→ SHORT PROBLEM: Render all of the data below as a numbered list, skipping any blank lines and leaving the pictures out.
⟨
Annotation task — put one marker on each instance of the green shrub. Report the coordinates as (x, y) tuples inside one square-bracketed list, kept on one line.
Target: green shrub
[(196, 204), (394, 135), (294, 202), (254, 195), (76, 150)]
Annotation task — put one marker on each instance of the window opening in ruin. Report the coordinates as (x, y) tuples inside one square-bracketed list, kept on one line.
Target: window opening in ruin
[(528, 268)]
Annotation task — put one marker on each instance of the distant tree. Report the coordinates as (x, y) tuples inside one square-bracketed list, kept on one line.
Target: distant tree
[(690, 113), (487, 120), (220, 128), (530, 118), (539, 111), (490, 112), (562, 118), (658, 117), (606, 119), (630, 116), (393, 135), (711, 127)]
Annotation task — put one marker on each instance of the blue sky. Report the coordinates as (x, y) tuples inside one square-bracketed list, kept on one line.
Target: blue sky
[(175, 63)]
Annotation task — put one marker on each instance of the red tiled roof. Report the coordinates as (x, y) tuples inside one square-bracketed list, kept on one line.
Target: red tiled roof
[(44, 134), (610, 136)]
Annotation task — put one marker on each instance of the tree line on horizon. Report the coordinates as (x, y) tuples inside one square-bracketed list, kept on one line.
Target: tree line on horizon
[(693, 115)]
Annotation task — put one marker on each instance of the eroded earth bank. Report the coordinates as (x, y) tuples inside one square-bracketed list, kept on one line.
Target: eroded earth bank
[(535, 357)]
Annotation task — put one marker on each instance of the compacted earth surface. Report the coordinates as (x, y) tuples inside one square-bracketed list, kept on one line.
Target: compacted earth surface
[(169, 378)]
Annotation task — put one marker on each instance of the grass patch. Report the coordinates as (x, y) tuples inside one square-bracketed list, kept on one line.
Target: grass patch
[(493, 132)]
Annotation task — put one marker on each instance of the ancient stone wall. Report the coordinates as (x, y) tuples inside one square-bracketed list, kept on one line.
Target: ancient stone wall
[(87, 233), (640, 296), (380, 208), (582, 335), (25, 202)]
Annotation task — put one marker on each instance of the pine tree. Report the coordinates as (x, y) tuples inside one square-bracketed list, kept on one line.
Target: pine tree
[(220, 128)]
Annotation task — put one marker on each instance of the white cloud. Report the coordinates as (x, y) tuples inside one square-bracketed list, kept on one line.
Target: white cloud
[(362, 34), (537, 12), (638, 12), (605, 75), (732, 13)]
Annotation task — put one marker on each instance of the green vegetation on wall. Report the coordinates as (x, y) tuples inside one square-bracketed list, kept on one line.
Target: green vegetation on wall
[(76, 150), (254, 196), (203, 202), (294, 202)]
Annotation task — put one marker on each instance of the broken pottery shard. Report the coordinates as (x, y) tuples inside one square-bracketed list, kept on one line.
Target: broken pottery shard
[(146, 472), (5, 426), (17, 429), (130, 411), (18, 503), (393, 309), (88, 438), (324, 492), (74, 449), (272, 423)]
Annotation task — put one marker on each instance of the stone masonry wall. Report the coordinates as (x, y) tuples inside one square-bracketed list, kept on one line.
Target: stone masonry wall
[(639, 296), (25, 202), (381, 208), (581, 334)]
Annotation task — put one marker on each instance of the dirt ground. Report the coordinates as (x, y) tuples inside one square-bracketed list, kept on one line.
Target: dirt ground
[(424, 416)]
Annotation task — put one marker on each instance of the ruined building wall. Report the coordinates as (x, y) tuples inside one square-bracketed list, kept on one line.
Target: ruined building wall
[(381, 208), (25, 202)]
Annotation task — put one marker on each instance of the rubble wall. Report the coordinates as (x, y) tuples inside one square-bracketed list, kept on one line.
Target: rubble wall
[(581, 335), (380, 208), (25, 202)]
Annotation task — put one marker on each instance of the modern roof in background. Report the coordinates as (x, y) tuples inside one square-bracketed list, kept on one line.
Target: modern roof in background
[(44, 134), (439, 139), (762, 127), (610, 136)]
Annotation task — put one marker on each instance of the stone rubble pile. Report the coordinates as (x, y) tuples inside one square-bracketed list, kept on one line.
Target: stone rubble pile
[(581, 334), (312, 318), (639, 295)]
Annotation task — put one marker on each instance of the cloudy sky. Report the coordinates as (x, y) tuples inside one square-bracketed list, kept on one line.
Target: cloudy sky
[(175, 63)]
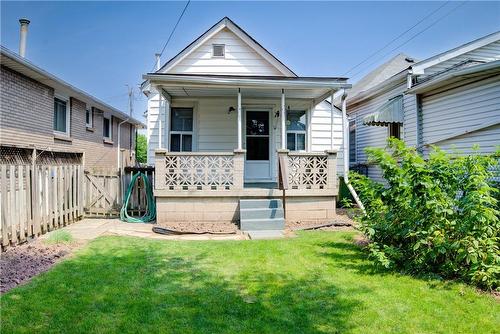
⟩
→ RESULT OF THIS EXERCISE:
1. Annotation task — put one marker on each instance of the green shrub. Report the coordinates as (x, y) tuples inside one square-bracketed list, kept on one line.
2. Target: green shrub
3. [(196, 204), (394, 135), (294, 202), (254, 195), (76, 150)]
4. Annotation task — put one marker on each instance of the window opening in ruin. Report the coordinates as (x, y) tuples inside one square-bracketed list, kept on one line.
5. Target: window opening in ruin
6. [(528, 268)]
7. Annotation task — put one marker on each instance of the distant tree. Report the coordinates as (x, y) tuples inside one square-bracketed list, kept on one line.
8. Target: distant tree
9. [(690, 113), (487, 120), (220, 128), (530, 118), (539, 111), (490, 112), (562, 118), (658, 117), (606, 119), (630, 116), (393, 135), (711, 127)]
10. Annotation task — put one marker on each instance of the blue sky. Report the coordinates as (x, y) tuples inside one square-bracketed list, kept on one line.
11. Target: blue sky
12. [(175, 63)]
13. Annotation task — put one marker on each instance of the red tiled roof. Report the coordinates as (x, y) tuples inside one square-bracketed list, kept on one line.
14. Target: red tiled roof
15. [(44, 134), (610, 136)]
16. Annotation task — put one marker on each instance of the tree line on horizon. Report the coordinates as (x, y) tuples inside one square-bracketed list, kept on one line.
17. Target: tree line on horizon
18. [(693, 115)]
19. Annotation task — put one marker on each instance of the eroded earth bank. Report the coordinates as (x, y) tuples inside one square-bracketed list, kept on one line.
20. Target: eroded earth bank
21. [(535, 357)]
22. Annotation task — put one marker on each instance of the compacted earth surface. Report the coordinates as (x, y) tuples inside one square-bracketed list, kept on one line.
23. Target: compacted earth surface
24. [(169, 378)]
25. Annotation task — put one marker on each instance of the grass patch. Report the coordinates as (x, y) tuples inside one square-bracketed list, kept on one line.
26. Target: grass patch
27. [(493, 132)]
28. Annotation task — put one marker on each instance of the ancient stone wall. Report the coordinates as (x, y) tuples inside one square-bracketed list, kept on one line.
29. Target: ancient stone wall
30. [(87, 233), (640, 296), (380, 208), (582, 335), (25, 202)]
31. Annotation task — put one marker on each instance of the pine tree. Report the coordinates as (x, y) tuples inside one square-bracketed list, kept on one line.
32. Target: pine tree
33. [(220, 128)]
34. Annotation task — put one marker on each instance of the white cloud. Report the coordinates as (x, y) tuples inside one square-bracketed list, kept on one line.
35. Target: white cloud
36. [(362, 34), (537, 12), (638, 12), (605, 75), (732, 13)]
37. Annotation task — put one marker on each instance of the green vegetation on wall. Report the coordinates as (x, y) tuples inside one square-bracketed list, kept on one line.
38. Target: green vegetation on wall
39. [(76, 150), (254, 196), (203, 202), (294, 202)]
40. Annotation task — put one marker on each instance of the broken pottery shard. Report the coordinates as (x, y) tuples inside one square-bracketed list, kept on one line.
41. Target: broken pottery shard
42. [(146, 472), (5, 426), (17, 429), (130, 411), (18, 503), (393, 309), (88, 438), (324, 492), (74, 449), (272, 423)]
43. Annotation task — put one marker on each instance of the stone masonry wall. Report the coordinates as (x, y) tuples inside one square-bracketed list, kept on one line.
44. Target: stone masonry wall
45. [(639, 296), (25, 202), (381, 208), (581, 334)]
46. Annotation task — put one marker on each instance of the dirt ground. Report the coordinates as (x, y) tuples inside one square-bracketed list, kept on one line.
47. Target: dirt ground
48. [(424, 416)]
49. Annotation task — put one marker on each instance of the ruined building wall. Report the coordinates as (x, y) tuples inside one square-bracketed list, kept on one line.
50. Target: ruined building wall
51. [(381, 208), (25, 202)]
52. Annotation task — put one marker on each instance of the rubble wall. Report the coordinates as (x, y) tuples inside one square-bracketed list, kept on one line.
53. Target: rubble wall
54. [(581, 335), (380, 208), (25, 202)]
55. Annotation task — put one marker on each instance of the modern roof in background. Report the coordinates as (x, y) tuples inside one square-bracketed list, kept on one line.
56. Target: modern roof in background
57. [(44, 134), (439, 139), (762, 127), (610, 136)]
58. Annotation task — put one marker on each instance of the stone rubble pile. Report the coordinates as (x, y) tuples inside one square-bracketed list, kept on one line.
59. Target: stone rubble pile
60. [(581, 334), (312, 318), (639, 295)]
61. Annotation task — put one marker on each instance of the cloudy sky. Report the coordinates as (x, y) tuples inside one square-bracketed list, kept on one line.
62. Target: cloudy sky
63. [(175, 63)]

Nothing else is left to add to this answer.